_AIM OF THE TASK_:
Exactly as they appear, copy the lines of the listing from the one containing "# locate pool" through the final line, both included, and nothing else.
◇ ◇ ◇
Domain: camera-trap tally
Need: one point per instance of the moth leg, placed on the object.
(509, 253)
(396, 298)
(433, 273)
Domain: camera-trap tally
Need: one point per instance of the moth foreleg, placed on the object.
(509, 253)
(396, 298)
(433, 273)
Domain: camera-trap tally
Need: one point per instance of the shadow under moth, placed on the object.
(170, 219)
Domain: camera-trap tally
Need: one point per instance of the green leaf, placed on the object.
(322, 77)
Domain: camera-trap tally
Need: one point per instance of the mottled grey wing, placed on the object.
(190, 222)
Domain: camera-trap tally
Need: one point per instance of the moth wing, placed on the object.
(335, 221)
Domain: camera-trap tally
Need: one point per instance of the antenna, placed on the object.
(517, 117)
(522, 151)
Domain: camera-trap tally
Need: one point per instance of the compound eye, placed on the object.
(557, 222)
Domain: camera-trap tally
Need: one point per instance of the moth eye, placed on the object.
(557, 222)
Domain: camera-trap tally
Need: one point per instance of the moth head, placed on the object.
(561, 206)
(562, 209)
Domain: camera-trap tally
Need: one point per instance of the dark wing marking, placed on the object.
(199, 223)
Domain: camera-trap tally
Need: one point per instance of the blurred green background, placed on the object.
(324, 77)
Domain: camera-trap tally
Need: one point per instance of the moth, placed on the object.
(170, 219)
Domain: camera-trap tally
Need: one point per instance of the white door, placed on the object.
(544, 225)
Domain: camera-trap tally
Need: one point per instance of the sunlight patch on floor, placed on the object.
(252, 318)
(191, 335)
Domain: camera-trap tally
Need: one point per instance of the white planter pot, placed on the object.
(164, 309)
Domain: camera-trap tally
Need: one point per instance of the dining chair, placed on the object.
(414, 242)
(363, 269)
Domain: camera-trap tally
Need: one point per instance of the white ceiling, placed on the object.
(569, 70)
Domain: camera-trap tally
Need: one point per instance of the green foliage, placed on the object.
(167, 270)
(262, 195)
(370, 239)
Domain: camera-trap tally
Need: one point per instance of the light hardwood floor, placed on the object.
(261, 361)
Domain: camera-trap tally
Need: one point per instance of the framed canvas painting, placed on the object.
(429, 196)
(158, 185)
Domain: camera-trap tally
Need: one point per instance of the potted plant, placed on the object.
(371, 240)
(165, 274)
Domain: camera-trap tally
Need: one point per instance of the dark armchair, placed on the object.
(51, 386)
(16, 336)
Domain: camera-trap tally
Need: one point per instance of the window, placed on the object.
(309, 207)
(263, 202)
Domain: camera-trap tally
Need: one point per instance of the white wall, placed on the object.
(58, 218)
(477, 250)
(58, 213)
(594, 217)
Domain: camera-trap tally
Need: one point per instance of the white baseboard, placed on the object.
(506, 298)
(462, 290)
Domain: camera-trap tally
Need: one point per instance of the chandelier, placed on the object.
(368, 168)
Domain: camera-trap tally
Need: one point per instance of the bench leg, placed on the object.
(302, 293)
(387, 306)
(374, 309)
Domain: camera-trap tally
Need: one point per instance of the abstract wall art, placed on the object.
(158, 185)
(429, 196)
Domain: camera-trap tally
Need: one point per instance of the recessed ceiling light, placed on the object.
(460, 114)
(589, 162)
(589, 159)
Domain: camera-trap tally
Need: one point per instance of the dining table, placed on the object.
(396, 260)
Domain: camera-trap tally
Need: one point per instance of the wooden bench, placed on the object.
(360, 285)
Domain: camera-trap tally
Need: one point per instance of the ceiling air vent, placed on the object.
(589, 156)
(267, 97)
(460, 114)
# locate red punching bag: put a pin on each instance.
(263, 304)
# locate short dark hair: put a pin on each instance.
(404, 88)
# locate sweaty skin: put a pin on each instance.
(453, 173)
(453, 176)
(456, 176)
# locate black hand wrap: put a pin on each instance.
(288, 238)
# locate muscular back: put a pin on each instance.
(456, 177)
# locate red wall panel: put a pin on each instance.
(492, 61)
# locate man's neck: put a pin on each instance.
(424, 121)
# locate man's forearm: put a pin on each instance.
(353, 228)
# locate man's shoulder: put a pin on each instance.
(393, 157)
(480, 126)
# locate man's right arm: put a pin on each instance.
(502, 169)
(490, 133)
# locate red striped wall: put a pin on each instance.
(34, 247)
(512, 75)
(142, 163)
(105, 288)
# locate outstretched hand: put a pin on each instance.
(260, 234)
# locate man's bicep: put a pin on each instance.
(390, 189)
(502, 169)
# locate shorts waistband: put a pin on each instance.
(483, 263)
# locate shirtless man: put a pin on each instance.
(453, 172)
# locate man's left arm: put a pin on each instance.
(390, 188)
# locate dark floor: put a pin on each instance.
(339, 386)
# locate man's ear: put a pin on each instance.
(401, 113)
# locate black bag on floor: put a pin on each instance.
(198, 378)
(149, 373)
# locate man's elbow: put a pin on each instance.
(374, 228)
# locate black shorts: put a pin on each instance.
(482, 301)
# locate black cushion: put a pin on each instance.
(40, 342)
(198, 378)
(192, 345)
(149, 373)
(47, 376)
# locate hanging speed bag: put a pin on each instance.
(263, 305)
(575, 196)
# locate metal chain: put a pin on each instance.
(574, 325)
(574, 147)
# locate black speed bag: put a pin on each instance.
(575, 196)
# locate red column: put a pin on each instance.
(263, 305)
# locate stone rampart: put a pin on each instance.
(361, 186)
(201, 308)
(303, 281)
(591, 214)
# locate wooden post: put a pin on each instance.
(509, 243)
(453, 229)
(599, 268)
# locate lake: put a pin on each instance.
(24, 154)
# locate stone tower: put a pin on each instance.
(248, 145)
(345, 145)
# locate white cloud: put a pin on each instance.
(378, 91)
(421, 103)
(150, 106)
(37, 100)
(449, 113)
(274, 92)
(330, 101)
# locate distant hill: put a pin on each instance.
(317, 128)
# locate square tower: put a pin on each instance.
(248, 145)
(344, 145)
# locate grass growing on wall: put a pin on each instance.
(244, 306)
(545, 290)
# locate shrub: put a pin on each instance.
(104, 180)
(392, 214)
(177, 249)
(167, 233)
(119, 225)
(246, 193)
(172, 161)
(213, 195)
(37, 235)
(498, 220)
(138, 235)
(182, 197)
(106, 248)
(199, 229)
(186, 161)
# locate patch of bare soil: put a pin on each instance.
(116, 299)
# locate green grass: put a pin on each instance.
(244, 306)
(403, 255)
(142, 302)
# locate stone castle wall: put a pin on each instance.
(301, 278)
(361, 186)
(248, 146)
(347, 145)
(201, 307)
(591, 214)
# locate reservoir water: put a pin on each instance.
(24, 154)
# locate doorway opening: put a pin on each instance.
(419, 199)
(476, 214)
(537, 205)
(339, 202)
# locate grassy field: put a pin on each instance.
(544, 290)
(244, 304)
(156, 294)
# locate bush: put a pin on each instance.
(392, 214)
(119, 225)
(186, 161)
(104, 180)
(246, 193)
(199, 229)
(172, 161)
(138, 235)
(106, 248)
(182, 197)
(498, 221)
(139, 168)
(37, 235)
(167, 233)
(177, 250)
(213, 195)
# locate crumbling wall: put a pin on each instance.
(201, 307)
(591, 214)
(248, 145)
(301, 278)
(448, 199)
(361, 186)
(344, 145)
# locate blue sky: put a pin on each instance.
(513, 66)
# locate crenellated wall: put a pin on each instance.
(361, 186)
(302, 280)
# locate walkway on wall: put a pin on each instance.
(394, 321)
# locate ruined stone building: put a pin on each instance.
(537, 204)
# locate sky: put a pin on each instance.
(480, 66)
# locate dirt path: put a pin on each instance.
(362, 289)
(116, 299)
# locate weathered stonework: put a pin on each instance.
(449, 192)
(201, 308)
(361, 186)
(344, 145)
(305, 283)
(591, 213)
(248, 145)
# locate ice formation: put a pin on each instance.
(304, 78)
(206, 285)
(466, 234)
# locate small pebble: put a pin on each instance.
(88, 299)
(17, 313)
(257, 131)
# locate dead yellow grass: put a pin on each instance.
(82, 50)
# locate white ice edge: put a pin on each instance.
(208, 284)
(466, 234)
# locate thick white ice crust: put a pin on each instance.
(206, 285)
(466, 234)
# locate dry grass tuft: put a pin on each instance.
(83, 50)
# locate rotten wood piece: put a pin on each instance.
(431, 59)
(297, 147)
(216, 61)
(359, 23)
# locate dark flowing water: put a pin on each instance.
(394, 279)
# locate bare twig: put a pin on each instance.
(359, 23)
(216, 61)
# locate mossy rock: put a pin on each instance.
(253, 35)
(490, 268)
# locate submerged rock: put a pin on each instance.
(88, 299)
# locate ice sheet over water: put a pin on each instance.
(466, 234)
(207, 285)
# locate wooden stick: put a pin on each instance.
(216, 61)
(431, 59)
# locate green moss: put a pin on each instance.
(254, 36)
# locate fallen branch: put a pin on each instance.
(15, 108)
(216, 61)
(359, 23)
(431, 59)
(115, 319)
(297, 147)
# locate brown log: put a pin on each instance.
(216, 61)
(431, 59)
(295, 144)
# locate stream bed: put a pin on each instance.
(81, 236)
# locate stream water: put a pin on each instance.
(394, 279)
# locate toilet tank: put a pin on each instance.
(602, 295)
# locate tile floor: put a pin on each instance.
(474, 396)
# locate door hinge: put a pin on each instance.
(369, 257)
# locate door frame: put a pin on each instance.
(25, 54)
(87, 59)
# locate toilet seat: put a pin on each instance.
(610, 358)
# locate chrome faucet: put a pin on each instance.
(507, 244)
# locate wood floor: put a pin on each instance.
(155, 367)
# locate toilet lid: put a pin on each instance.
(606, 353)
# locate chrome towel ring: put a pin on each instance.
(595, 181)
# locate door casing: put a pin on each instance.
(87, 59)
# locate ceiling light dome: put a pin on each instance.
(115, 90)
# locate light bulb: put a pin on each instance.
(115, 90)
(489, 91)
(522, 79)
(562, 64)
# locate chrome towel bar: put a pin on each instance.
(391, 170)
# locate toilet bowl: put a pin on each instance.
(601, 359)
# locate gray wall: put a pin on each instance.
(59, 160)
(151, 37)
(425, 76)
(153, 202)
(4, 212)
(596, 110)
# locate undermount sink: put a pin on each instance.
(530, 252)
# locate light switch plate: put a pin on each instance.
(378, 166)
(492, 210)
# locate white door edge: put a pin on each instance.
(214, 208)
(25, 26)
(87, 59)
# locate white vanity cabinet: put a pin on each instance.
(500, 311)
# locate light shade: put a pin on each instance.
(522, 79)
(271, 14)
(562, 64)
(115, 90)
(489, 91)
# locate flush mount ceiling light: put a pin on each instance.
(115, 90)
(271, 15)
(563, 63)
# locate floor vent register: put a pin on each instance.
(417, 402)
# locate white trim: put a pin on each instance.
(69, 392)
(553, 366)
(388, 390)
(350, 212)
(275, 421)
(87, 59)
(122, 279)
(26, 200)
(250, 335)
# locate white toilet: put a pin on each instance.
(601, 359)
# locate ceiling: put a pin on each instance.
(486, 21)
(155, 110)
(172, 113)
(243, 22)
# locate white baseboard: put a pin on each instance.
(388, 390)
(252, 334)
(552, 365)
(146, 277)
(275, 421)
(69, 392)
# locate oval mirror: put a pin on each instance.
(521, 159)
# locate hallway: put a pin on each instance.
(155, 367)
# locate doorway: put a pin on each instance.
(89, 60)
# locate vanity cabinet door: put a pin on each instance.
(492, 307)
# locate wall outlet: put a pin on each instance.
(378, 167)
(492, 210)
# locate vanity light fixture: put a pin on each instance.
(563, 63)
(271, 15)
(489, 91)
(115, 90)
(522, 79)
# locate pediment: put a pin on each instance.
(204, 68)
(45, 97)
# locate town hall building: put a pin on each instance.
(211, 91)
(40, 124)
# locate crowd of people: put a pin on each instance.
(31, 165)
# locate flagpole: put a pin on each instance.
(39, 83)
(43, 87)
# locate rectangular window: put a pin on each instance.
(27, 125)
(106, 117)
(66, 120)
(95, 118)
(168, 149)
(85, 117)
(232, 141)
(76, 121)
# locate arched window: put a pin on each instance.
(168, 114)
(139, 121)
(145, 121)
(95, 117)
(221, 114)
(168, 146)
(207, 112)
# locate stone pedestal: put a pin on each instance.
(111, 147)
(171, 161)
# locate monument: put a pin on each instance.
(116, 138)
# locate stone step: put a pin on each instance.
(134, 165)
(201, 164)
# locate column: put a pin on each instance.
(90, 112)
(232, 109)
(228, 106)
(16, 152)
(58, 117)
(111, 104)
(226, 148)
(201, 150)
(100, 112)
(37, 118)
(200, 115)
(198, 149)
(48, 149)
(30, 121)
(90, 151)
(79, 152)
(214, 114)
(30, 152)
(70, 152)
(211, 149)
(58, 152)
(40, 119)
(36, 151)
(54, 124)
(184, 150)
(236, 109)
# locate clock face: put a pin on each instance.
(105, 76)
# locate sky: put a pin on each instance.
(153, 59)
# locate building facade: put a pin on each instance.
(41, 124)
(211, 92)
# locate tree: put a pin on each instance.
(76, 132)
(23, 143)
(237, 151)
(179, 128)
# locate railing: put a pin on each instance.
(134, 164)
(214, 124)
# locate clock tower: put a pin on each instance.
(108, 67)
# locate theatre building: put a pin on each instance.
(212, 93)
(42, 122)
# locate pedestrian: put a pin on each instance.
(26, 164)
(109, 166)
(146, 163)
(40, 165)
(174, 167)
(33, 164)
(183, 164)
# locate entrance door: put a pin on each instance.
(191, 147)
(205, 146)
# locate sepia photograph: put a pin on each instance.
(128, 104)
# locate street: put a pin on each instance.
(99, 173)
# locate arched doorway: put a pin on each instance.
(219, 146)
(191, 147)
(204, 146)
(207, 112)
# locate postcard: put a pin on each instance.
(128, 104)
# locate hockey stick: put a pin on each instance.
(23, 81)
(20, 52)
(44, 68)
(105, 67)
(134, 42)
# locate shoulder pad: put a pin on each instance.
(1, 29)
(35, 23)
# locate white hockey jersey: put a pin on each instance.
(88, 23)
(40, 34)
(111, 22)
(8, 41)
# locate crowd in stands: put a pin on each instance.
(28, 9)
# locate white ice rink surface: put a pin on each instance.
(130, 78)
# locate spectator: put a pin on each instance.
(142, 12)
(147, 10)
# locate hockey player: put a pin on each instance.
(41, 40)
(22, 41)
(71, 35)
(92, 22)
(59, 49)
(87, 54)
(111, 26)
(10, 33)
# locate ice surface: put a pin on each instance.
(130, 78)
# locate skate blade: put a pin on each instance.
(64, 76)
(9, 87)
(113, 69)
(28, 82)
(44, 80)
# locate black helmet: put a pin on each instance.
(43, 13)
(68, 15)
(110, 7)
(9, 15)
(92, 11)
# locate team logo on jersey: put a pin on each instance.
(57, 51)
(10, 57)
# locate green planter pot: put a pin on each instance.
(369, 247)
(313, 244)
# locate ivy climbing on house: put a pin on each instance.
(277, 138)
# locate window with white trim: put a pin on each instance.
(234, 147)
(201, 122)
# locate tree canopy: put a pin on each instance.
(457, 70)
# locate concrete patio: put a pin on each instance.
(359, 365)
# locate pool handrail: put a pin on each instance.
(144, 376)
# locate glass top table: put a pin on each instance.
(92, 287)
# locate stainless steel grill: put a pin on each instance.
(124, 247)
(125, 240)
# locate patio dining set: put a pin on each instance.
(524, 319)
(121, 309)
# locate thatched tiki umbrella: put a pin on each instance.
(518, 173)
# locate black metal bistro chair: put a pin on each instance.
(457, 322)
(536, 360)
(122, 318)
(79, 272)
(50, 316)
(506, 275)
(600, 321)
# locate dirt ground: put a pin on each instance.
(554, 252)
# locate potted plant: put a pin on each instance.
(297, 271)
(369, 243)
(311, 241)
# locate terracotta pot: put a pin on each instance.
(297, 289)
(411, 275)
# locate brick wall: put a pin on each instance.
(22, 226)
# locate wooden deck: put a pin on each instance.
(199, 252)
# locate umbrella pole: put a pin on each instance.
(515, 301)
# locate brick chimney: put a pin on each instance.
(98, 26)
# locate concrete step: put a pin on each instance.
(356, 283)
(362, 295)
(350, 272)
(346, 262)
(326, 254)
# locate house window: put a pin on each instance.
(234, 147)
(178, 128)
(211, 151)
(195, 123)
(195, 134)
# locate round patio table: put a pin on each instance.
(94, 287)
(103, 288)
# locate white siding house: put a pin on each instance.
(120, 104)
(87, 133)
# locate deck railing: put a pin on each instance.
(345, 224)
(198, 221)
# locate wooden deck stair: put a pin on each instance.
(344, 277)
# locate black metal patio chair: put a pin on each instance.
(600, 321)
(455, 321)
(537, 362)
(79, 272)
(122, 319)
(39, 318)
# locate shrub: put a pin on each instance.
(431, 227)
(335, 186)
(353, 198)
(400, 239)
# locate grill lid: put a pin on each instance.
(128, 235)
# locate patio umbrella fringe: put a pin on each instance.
◇ ◇ ◇
_EXERCISE SOLUTION_:
# locate pool handrail: put a pin on each instance.
(144, 376)
# locate glass top table: put a pin on each instance.
(92, 287)
# locate stainless steel grill: put a pin on each instance.
(124, 247)
(125, 240)
# locate patio dining set: put a pin on each instance.
(524, 319)
(121, 309)
# locate thatched tiki umbrella: put a pin on each instance.
(518, 173)
# locate black metal bistro chair: put a pin on each instance.
(457, 322)
(536, 360)
(122, 318)
(79, 272)
(50, 316)
(506, 275)
(600, 321)
# locate dirt ground: put a pin on each instance.
(554, 252)
# locate potted plant: put a pin on each instance.
(297, 271)
(369, 243)
(311, 241)
# locate terracotta pot: put a pin on each instance.
(297, 289)
(411, 275)
# locate brick wall: put a pin on each instance.
(22, 226)
# locate wooden deck: put a pin on each instance.
(199, 252)
# locate umbrella pole: put a pin on each instance.
(515, 301)
# locate brick chimney: put a pin on each instance.
(98, 26)
# locate concrete step: put a pin on each instance.
(356, 283)
(362, 295)
(350, 272)
(346, 262)
(326, 254)
# locate house window: put a pin on each instance.
(234, 147)
(178, 128)
(211, 151)
(195, 123)
(195, 134)
# locate round patio table: put a pin on each instance.
(94, 287)
(103, 288)
# locate white siding house: put a pin on each instance.
(120, 104)
(87, 133)
# locate deck railing: put a pin on each instance.
(345, 224)
(198, 221)
# locate wooden deck stair: put a pin on each instance.
(344, 277)
# locate black metal patio chair: put a pin on each instance.
(600, 321)
(455, 321)
(537, 362)
(79, 272)
(122, 319)
(39, 318)
# locate shrub: put a pin on each instance.
(431, 227)
(335, 186)
(353, 198)
(400, 239)
# locate grill lid: put a pin on each instance.
(128, 235)
# locate patio umbrella fringe: put a pin on each instance.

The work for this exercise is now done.